*** RECORDS FOR PROCESSING

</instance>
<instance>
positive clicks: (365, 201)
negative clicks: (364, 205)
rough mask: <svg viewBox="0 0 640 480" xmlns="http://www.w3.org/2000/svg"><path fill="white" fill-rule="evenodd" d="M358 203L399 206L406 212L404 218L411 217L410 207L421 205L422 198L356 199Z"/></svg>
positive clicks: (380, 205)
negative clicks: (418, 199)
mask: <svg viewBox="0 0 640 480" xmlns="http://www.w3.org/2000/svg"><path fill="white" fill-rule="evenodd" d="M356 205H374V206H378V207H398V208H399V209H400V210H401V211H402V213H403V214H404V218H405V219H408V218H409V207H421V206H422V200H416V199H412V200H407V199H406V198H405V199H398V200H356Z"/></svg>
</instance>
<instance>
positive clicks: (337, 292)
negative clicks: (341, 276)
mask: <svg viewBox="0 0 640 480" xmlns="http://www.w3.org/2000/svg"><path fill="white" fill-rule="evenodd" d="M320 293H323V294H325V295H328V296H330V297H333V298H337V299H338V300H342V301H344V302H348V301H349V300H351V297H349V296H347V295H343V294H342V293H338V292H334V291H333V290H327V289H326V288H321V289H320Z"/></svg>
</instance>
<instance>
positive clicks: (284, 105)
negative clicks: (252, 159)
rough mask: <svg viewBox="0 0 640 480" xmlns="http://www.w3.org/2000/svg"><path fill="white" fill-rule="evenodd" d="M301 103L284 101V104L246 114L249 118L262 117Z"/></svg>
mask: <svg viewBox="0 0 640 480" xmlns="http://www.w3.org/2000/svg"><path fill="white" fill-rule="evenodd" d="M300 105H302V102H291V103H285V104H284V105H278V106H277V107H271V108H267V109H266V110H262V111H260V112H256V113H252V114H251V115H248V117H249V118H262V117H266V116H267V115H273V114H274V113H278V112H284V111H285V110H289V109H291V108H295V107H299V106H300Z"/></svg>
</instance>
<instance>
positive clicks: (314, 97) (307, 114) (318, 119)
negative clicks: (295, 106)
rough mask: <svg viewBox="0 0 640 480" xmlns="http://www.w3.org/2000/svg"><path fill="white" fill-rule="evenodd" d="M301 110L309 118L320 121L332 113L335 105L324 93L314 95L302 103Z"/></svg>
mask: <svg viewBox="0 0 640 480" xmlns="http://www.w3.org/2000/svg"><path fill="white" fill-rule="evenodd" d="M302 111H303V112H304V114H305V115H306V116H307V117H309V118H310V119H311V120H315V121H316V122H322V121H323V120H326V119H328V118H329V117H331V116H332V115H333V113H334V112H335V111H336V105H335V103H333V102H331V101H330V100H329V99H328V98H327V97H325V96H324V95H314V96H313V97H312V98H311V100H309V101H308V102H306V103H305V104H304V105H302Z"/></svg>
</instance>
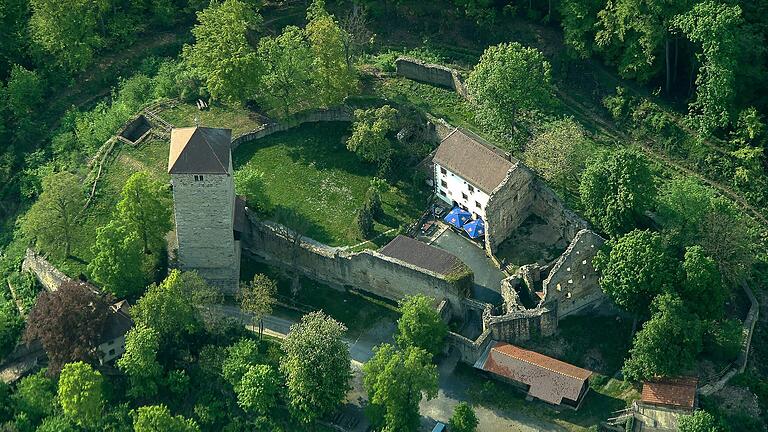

******

> [EXERCISE AIM]
Reproduce all the rows above with every "rough mask" swapped for "coarse mask" and nothing else changed. Omit the pictures.

> [COMPLETED TASK]
</instance>
<instance>
positive clicks: (365, 201)
negative clicks: (364, 205)
coarse mask: <svg viewBox="0 0 640 480" xmlns="http://www.w3.org/2000/svg"><path fill="white" fill-rule="evenodd" d="M358 203L399 206L406 212L404 218L411 217L410 207L421 205L422 198L356 199Z"/></svg>
positive clicks: (380, 205)
negative clicks: (418, 199)
mask: <svg viewBox="0 0 640 480" xmlns="http://www.w3.org/2000/svg"><path fill="white" fill-rule="evenodd" d="M356 205H374V206H378V207H398V208H399V209H400V210H401V211H402V213H403V214H404V218H405V219H408V218H409V207H421V206H422V200H416V199H412V200H407V199H406V198H405V199H398V200H356Z"/></svg>
</instance>
<instance>
positive clicks: (337, 292)
negative clicks: (341, 276)
mask: <svg viewBox="0 0 640 480" xmlns="http://www.w3.org/2000/svg"><path fill="white" fill-rule="evenodd" d="M320 293H323V294H325V295H328V296H330V297H333V298H337V299H338V300H342V301H344V302H348V301H349V300H351V297H349V296H347V295H343V294H342V293H338V292H334V291H333V290H327V289H326V288H321V289H320Z"/></svg>
</instance>
<instance>
positive clicks: (284, 105)
negative clicks: (252, 159)
coarse mask: <svg viewBox="0 0 640 480" xmlns="http://www.w3.org/2000/svg"><path fill="white" fill-rule="evenodd" d="M301 103L284 101V104L246 114L249 118L262 117Z"/></svg>
mask: <svg viewBox="0 0 640 480" xmlns="http://www.w3.org/2000/svg"><path fill="white" fill-rule="evenodd" d="M300 105H302V102H291V103H285V104H284V105H278V106H277V107H271V108H267V109H266V110H262V111H260V112H256V113H252V114H251V115H248V117H249V118H262V117H266V116H267V115H273V114H274V113H278V112H284V111H285V110H289V109H291V108H295V107H299V106H300Z"/></svg>
</instance>
<instance>
positive clicks: (314, 97) (307, 114) (318, 119)
negative clicks: (295, 106)
coarse mask: <svg viewBox="0 0 640 480" xmlns="http://www.w3.org/2000/svg"><path fill="white" fill-rule="evenodd" d="M301 110L309 118L320 121L332 113L335 105L324 93L314 95L302 103Z"/></svg>
mask: <svg viewBox="0 0 640 480" xmlns="http://www.w3.org/2000/svg"><path fill="white" fill-rule="evenodd" d="M302 111H303V112H304V114H305V115H306V116H307V117H309V118H310V119H311V120H315V121H316V122H322V121H323V120H326V119H328V118H329V117H331V116H332V115H333V113H334V112H335V111H336V105H335V103H333V102H331V101H330V100H329V99H328V98H327V97H325V96H324V95H314V96H313V97H312V98H311V100H309V101H308V102H306V103H305V104H304V105H302Z"/></svg>
</instance>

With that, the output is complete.